Content starts

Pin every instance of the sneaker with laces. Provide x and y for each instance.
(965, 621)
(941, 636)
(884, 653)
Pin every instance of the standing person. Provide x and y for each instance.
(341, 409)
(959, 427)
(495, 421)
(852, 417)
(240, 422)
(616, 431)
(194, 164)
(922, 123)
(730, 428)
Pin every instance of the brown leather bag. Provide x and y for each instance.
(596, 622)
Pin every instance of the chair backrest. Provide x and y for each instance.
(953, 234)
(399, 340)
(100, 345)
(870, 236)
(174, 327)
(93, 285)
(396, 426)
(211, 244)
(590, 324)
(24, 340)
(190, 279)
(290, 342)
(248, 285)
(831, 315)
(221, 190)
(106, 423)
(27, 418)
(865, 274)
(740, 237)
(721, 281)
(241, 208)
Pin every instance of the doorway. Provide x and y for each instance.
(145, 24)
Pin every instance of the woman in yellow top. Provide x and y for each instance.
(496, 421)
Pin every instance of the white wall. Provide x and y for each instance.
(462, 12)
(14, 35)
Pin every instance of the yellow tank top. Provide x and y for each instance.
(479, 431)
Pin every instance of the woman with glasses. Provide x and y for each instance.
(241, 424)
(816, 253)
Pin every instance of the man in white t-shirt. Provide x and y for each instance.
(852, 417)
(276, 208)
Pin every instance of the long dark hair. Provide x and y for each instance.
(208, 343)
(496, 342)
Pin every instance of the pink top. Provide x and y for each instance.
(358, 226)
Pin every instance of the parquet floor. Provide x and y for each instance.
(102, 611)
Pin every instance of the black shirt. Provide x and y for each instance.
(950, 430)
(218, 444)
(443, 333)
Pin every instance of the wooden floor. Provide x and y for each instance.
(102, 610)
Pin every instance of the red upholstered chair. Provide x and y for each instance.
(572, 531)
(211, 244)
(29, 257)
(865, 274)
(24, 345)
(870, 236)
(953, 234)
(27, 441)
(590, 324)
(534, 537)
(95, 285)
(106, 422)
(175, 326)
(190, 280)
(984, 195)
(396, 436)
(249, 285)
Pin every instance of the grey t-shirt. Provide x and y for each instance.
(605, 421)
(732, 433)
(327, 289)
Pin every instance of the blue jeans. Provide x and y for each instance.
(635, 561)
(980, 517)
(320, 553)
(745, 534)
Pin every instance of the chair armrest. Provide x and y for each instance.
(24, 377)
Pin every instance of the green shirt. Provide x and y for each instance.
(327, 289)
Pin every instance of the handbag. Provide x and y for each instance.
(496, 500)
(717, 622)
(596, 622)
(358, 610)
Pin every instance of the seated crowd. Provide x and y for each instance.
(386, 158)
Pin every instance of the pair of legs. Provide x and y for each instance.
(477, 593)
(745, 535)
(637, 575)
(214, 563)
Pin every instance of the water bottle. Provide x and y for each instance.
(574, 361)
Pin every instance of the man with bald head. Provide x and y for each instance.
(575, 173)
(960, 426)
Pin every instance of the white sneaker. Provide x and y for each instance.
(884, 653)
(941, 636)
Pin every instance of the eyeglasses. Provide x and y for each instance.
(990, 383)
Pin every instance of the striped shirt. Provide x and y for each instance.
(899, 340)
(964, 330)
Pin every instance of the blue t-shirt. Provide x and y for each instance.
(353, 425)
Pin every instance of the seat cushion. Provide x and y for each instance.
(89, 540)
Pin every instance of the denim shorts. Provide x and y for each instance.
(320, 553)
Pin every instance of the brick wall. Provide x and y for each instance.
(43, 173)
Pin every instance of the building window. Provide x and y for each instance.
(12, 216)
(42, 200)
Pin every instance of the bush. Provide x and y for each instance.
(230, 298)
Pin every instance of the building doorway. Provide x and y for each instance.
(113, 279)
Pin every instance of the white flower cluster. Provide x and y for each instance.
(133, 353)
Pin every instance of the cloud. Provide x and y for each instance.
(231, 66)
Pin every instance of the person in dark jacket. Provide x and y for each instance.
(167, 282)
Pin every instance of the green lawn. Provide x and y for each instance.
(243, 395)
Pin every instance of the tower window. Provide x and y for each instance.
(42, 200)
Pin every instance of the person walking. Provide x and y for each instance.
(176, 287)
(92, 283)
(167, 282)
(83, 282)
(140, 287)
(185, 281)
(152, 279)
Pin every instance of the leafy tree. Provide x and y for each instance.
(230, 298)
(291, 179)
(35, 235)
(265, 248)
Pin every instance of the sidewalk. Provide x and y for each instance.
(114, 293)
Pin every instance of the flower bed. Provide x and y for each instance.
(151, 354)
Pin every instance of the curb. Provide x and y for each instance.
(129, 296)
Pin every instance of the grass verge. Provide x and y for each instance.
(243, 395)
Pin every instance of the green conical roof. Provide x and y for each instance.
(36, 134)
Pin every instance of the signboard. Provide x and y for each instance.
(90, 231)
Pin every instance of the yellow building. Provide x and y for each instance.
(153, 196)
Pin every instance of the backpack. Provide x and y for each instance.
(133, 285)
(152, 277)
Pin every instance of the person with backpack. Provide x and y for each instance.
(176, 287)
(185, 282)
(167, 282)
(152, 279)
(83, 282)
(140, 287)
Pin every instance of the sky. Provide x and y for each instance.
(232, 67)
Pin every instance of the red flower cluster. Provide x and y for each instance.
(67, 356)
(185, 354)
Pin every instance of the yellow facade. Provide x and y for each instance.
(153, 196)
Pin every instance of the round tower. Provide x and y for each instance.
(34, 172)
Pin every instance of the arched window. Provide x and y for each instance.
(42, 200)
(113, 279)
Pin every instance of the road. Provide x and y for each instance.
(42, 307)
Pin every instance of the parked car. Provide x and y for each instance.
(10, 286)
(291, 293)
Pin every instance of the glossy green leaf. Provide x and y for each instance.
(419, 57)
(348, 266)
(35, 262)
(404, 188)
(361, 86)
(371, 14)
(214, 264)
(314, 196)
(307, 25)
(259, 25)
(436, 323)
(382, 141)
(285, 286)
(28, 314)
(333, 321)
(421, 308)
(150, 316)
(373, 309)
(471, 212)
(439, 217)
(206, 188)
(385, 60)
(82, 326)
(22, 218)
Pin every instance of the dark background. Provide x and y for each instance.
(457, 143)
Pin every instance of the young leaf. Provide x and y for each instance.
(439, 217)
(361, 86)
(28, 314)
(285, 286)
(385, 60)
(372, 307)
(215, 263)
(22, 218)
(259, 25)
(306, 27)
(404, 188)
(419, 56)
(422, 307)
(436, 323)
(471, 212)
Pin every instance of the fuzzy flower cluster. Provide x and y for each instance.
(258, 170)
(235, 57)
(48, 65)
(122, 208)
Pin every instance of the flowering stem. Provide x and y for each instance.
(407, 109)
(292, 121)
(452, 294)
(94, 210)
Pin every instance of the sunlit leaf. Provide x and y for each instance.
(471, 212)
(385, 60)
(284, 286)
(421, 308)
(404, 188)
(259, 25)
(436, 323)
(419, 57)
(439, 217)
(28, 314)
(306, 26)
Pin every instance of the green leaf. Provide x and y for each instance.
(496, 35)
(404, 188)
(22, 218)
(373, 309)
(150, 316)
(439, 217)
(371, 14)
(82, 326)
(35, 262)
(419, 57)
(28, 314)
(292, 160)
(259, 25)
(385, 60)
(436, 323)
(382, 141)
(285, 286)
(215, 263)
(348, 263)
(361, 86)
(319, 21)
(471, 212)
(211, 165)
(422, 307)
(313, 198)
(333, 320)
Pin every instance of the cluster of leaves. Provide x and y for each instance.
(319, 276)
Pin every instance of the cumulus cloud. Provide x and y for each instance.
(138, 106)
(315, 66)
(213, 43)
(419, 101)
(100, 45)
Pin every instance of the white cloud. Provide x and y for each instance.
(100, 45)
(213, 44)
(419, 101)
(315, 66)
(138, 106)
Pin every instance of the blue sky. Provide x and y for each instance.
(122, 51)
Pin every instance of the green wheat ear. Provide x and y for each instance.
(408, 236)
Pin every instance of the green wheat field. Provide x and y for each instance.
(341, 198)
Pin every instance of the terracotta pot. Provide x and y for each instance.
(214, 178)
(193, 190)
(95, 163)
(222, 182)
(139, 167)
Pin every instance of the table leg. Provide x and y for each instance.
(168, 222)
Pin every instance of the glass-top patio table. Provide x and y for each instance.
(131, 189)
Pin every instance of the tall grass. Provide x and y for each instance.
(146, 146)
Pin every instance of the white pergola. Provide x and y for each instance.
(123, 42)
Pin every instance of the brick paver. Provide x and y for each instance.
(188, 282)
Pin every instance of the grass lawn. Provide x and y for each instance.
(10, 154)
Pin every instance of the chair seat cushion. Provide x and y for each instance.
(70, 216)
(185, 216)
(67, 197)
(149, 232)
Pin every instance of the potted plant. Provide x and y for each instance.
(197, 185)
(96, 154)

Content ends
Content starts

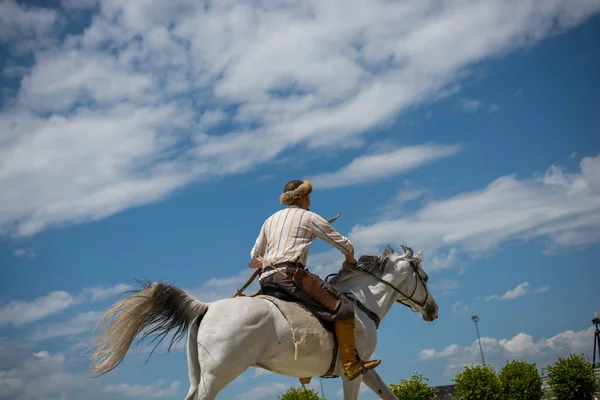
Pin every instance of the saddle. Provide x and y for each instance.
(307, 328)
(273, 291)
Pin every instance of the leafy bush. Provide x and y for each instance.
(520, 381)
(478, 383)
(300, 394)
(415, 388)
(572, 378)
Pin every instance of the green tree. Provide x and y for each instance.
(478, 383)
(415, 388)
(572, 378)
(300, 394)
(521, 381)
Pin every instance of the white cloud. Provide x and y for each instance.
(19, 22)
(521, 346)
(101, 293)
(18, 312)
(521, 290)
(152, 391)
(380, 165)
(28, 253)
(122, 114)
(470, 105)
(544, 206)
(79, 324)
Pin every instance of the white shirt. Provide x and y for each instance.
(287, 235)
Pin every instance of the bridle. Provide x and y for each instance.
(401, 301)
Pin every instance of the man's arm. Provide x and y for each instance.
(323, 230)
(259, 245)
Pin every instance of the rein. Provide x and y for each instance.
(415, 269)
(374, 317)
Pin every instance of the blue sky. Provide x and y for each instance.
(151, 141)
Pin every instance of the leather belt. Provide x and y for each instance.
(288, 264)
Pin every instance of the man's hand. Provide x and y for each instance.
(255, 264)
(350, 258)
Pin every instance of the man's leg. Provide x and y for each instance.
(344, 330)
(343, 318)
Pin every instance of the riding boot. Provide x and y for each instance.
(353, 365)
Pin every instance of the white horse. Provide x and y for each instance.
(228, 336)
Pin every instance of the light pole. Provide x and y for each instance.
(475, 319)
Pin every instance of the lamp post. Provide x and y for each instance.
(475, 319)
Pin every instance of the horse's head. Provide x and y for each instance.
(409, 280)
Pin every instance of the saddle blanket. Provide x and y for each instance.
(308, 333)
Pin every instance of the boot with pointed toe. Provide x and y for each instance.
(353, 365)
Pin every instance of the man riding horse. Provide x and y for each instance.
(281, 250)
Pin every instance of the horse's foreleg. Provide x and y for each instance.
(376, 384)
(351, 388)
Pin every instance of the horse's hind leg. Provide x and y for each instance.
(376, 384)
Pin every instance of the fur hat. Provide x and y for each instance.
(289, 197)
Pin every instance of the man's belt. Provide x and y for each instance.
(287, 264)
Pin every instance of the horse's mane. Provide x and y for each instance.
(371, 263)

Content ends
Content starts

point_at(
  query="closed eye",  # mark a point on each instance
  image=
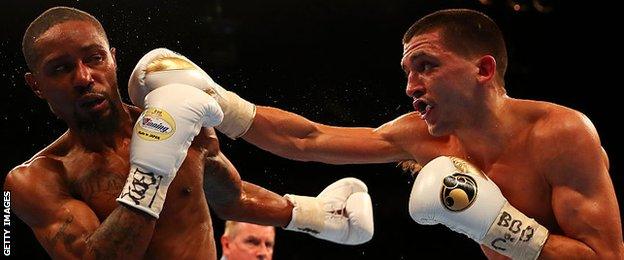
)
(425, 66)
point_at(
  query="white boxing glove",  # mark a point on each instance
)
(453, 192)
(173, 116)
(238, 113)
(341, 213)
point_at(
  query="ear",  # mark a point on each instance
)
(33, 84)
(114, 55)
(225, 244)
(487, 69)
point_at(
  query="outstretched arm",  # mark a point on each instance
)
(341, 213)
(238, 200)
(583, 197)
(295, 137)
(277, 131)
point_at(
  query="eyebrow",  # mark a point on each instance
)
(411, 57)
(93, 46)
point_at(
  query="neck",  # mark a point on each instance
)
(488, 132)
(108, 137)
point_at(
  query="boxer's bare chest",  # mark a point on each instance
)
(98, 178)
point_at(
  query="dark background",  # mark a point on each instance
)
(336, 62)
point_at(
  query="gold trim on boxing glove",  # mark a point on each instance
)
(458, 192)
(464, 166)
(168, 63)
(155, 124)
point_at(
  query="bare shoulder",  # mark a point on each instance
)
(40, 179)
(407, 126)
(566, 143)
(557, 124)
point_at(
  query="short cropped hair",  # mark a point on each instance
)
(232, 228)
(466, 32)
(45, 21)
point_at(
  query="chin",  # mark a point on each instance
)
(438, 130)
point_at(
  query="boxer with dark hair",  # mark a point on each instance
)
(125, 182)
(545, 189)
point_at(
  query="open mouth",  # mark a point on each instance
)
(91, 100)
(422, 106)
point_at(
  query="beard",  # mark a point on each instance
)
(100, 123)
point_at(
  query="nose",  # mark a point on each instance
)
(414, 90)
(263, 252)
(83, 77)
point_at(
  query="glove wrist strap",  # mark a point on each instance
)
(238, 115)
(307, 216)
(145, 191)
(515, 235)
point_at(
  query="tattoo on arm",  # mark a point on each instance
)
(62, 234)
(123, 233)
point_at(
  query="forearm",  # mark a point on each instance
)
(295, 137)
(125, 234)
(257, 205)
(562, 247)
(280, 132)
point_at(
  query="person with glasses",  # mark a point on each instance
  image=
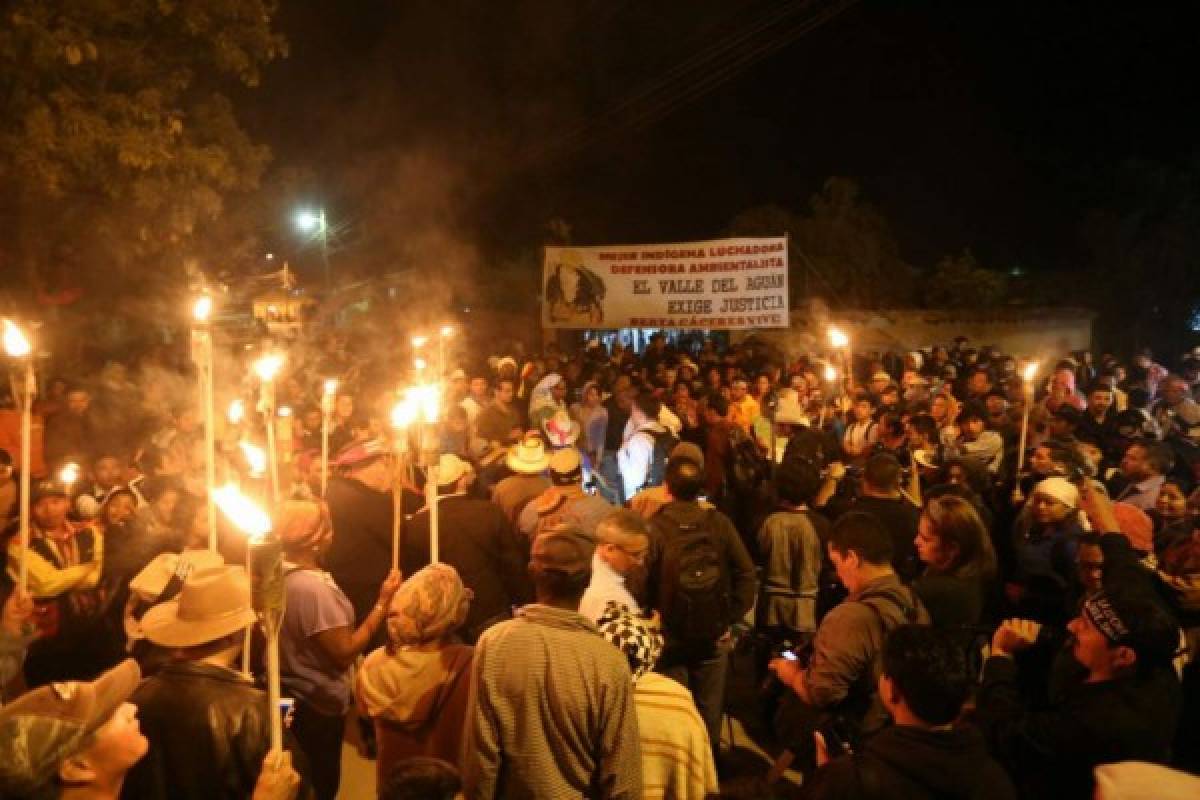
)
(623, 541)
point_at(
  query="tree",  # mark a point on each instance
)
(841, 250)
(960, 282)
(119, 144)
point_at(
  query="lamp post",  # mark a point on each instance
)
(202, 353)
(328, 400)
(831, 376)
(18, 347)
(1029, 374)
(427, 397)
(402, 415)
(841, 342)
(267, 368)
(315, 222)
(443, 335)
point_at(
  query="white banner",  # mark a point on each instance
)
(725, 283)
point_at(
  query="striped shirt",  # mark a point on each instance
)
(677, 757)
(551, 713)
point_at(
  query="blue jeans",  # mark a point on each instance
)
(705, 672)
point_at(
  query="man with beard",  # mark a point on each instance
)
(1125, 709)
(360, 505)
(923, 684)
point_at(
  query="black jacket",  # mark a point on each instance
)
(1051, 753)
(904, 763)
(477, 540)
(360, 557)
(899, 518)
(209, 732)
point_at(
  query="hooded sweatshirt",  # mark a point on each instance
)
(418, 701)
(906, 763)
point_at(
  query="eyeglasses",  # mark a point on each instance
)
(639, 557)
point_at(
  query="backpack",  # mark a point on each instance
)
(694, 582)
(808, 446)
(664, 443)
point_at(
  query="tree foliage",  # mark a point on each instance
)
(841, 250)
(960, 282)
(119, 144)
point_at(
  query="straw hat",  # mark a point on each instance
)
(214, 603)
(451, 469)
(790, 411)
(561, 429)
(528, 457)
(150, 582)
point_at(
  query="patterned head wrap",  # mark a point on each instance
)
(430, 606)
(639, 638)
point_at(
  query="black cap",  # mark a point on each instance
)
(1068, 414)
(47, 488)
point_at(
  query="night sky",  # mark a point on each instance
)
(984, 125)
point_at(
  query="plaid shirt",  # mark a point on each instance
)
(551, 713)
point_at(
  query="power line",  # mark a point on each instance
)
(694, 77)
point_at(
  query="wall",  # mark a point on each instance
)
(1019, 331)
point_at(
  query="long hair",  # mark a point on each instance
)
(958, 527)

Content ends

■ **Required action**
If a line above includes the word "boxing", count it; then give the final number by itself.

■ **Result of this task**
2